-------- TASK DATA --------

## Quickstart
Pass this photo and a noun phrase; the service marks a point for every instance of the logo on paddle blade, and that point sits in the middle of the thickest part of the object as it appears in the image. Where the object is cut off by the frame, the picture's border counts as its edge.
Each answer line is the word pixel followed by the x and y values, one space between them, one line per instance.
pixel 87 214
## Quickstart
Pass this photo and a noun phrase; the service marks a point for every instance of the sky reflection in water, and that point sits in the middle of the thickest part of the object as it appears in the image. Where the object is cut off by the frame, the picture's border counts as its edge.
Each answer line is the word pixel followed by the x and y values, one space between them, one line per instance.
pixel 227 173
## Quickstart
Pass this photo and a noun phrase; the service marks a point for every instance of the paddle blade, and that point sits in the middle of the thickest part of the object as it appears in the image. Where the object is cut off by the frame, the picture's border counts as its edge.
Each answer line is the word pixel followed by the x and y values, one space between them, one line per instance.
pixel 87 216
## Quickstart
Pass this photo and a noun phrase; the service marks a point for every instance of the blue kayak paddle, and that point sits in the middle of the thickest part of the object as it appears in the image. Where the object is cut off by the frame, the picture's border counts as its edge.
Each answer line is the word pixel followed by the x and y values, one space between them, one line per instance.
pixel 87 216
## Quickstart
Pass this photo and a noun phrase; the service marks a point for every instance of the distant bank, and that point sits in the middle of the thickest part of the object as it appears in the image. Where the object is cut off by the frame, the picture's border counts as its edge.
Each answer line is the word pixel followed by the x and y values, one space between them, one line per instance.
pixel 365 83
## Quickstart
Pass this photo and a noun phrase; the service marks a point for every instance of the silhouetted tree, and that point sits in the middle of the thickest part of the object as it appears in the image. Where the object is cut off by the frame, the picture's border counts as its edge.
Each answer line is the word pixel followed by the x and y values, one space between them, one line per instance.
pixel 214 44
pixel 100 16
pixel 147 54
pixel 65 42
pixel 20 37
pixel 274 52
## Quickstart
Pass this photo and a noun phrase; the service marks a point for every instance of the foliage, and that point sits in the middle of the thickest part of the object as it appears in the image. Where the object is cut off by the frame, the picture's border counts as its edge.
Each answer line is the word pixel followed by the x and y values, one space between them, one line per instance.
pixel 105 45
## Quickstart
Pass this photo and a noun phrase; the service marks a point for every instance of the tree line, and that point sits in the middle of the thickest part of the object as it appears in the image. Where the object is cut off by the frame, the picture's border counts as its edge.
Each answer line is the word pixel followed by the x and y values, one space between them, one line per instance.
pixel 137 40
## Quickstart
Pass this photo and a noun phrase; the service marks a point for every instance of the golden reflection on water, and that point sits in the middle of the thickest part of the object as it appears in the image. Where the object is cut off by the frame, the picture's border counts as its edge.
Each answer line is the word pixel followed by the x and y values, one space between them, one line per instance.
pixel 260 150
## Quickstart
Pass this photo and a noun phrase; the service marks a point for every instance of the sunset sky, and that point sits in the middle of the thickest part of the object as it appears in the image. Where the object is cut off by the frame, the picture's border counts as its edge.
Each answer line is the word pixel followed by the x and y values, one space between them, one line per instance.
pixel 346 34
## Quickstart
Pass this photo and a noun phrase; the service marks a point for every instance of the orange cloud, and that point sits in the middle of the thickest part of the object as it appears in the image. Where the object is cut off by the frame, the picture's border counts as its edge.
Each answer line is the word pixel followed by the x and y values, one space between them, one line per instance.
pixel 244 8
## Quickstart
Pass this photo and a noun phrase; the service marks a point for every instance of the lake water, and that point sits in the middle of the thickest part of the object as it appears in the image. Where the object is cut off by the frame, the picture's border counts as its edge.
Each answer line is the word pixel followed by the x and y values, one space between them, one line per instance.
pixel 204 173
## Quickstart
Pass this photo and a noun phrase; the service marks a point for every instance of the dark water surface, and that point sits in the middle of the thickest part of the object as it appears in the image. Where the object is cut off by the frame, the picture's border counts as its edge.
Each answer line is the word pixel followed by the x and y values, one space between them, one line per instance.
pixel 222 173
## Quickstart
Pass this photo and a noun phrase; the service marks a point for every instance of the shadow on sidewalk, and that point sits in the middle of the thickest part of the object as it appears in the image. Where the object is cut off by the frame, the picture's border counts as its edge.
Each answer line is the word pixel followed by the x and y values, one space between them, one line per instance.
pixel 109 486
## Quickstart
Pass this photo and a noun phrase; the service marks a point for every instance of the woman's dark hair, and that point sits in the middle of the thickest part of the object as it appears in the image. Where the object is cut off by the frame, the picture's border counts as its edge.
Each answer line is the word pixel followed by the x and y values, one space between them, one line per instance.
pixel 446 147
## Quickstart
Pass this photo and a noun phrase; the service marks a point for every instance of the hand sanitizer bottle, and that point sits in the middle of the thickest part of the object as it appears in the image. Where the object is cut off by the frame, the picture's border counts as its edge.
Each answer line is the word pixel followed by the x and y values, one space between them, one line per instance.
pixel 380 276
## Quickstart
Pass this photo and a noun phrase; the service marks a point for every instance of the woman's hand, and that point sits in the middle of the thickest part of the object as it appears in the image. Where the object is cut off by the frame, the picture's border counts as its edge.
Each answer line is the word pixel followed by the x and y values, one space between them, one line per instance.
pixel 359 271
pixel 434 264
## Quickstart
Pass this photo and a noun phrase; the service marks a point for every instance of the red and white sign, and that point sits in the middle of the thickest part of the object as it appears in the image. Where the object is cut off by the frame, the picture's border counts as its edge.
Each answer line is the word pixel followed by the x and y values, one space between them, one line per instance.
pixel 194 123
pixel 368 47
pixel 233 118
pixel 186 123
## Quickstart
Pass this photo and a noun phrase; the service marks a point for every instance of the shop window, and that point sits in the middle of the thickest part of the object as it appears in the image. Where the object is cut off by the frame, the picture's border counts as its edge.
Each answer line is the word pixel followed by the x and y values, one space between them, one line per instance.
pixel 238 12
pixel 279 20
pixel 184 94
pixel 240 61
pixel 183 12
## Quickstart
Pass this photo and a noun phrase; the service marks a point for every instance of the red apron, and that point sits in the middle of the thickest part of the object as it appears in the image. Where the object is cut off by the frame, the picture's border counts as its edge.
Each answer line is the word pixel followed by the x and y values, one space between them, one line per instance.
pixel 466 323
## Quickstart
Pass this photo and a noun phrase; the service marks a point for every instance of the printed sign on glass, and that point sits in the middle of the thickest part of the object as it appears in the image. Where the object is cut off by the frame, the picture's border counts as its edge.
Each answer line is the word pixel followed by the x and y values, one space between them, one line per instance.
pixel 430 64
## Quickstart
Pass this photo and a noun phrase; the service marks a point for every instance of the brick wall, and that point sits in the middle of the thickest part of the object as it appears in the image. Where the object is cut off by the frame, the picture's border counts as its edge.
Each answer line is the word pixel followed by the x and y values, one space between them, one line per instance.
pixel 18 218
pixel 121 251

--------

STATED GOAL ::
All of the material above needs to be retyped word for word.

CORRECT ANSWER ::
## Quickstart
Pass this photo and a noun phrase; the service marks a point for every instance of the logo on paddle blade, and that point sits in the middle of the thickest part of the object as it appears in the image. Where the object is cut off by the frame, the picture's border counts as its edge.
Each answer line is the word pixel followed by the x and y values, one space between them, one line per instance.
pixel 87 214
## Quickstart
Pass this photo and a noun phrase; the service marks a point for every instance of the sky reflection in water, and that point sits in the middle of the thickest part of the object as it appears in the image. Where the object is cut off by the frame, the picture's border counts as its edge.
Each answer line is the word pixel followed by the x and y values, one space between them, one line per instance.
pixel 227 173
## Quickstart
Pass this photo and a noun phrase; the service marks a point for every instance of the paddle blade, and that point sits in the middle of the thickest part of the object as it appears in the image. Where the object is cut off by the frame, the picture's border counts as its edge.
Each answer line is the word pixel followed by the x and y values, one space between them, one line per instance.
pixel 87 216
## Quickstart
Pass this photo and a noun phrase; the service marks a point for every instance of the blue kayak paddle, and that point sits in the middle of the thickest part of the object as it appears in the image. Where the object is cut off by the frame, the picture's border counts as its edge.
Each answer line is the word pixel followed by the x and y values, one space between them, one line per instance.
pixel 87 216
## Quickstart
Pass this photo and a noun phrase; the service marks a point for every instance of the distant bank, and that point sits in the middle of the thickest part of the object as it appears in the image. Where the object is cut off by the frame, the picture's border counts as its edge.
Each answer line is the word pixel followed by the x and y values, one space between them, one line per instance.
pixel 365 83
## Quickstart
Pass this photo and a noun phrase; the service marks a point for every instance of the silhouetted tree, and that point sits in the middle of the thickest part of the object as it appears in the image. Where the object is cut off by the frame, the picture's border counts as its edge.
Each answer line is the word pixel followed by the x and y values, one space between them, one line per instance.
pixel 214 44
pixel 100 16
pixel 147 54
pixel 65 42
pixel 20 37
pixel 274 52
## Quickstart
Pass this photo and a noun phrase; the service marks a point for every instance of the foliage, and that point sits in the middle of the thickest part of the object as it appears in the image. Where the object is cut off by the frame, the picture's border counts as its edge.
Each answer line is the word pixel followed by the x and y values, one space between them, one line per instance.
pixel 105 45
## Quickstart
Pass this photo and a noun phrase; the service marks a point for every instance of the tree line, and that point sits in the middle of the thickest part of the object as it appears in the image. Where the object is cut off by the frame, the picture's border counts as its edge.
Each answer line is the word pixel followed by the x and y values, one space between them, one line per instance.
pixel 137 40
## Quickstart
Pass this photo and a noun phrase; the service marks a point for every instance of the golden reflection on water, and that point sits in the middle of the thickest part of the object as it appears in the image. Where the object is cut off by the frame, the picture's border counts as its edge.
Each answer line is the word pixel followed by the x and y values, one space between them, one line per instance.
pixel 260 150
## Quickstart
Pass this photo and a noun phrase; the service marks a point for every instance of the sunset sky, and that point sits in the middle of the thickest part of the object as it appears in the image. Where the object is cut off by the frame, the picture's border counts as its edge.
Each answer line is the word pixel followed by the x and y values, one space between them, one line per instance.
pixel 346 34
## Quickstart
Pass this photo and a noun phrase; the service marks a point for every instance of the orange cloud, and that point sits in the middle of the thickest part of the object as it appears in the image. Where the object is cut off by the frame, the picture's border counts as its edge.
Each answer line is the word pixel followed by the x and y values, one space between them, one line per instance.
pixel 244 8
## Quickstart
Pass this photo and a noun phrase; the service marks a point for every instance of the lake water, and that point sits in the middle of the thickest part of the object as it appears in the image. Where the object is cut off by the frame, the picture's border counts as its edge.
Each answer line is the word pixel followed by the x and y values, one space between them, one line per instance.
pixel 204 173
## Quickstart
Pass this photo and a noun phrase; the service marks a point for every instance of the dark water surface, and that point sits in the middle of the thickest part of the object as it appears in the image. Where the object is cut off by the frame, the picture's border counts as its edge.
Each answer line is the word pixel followed by the x and y values, one space between them, one line per instance.
pixel 222 173
## Quickstart
Pass this photo and a noun phrase; the service marks a point for every instance of the shadow on sidewalk, and that point sits in the middle of the thickest part of the object as it appears in the image. Where the object is cut off by the frame, the picture's border counts as its edge.
Each answer line is the word pixel followed by the x and y values, one space between them, one line per instance.
pixel 109 486
## Quickstart
Pass this photo and a noun phrase; the service marks a point for every instance of the woman's dark hair, and that point sits in the middle of the thickest part of the object as it appears in the image. Where the object is cut off by the frame, the picture's border counts as its edge.
Each answer line is the word pixel followed by the x and y values, one space between them, one line per instance.
pixel 446 147
## Quickstart
Pass this photo and a noun phrase; the service marks a point for every instance of the hand sanitizer bottle, and that point sits in the middle of the thickest part of the object as it appears in the image. Where the object is cut off by the frame, the picture's border counts as its edge.
Each answer line is the word pixel followed by the x and y values, one space between them, one line per instance.
pixel 380 276
## Quickstart
Pass this photo and a noun phrase; the service marks a point for every instance of the woman's hand, and that point sits in the middle of the thickest part of the object as it appears in the image. Where the object is cut off by the frame, the picture's border counts as its edge.
Each answer line is the word pixel followed by the x and y values, one space between them, one line per instance.
pixel 359 271
pixel 434 264
## Quickstart
Pass this photo and a noun phrase; the service marks a point for every instance of the red and white sign, and that point sits in the middle of the thickest part of the object as it appears in the image. Where the object is cut off by the frame, the picture's border counts as its edge.
Each answer line is the word pixel followed by the x and y values, one space between them, one line per instance.
pixel 194 123
pixel 368 47
pixel 233 118
pixel 186 123
## Quickstart
Pass this photo and a noun phrase; the service marks a point for every instance of the shop window, and that point sits in the middle of the thickest part of the object as it appears in the image. Where the object is cut off by the frame, the picture's border counts as its edge.
Each answer line is the word pixel followed by the x and y values, one space between them, one line per instance.
pixel 238 12
pixel 279 20
pixel 184 94
pixel 240 61
pixel 183 12
## Quickstart
Pass this photo and a noun phrase; the service marks a point for every instance of the red apron, and that point sits in the middle of the thickest part of the object as it appears in the image. Where the object is cut off by the frame, the picture's border counts as its edge.
Each answer line is the word pixel followed by the x and y values, one space between them, one line per instance.
pixel 466 323
## Quickstart
Pass this photo and a noun phrase; the service marks a point for every instance of the printed sign on glass, and that point sits in the middle of the thickest part of the object as it appears in the image. Where the object is cut off by the frame, the picture's border counts as its edge.
Each answer line is the word pixel followed by the x and y values, one space between them, one line per instance.
pixel 430 64
## Quickstart
Pass this photo and a noun phrase; the service marks a point for every instance of the brick wall, and that point sits in the middle of the thickest part of the object as it appears in the image. Where the object is cut off by the frame, the picture's border counts as its edge.
Each answer line is the word pixel followed by the x and y values, one space between them, one line per instance.
pixel 18 218
pixel 121 251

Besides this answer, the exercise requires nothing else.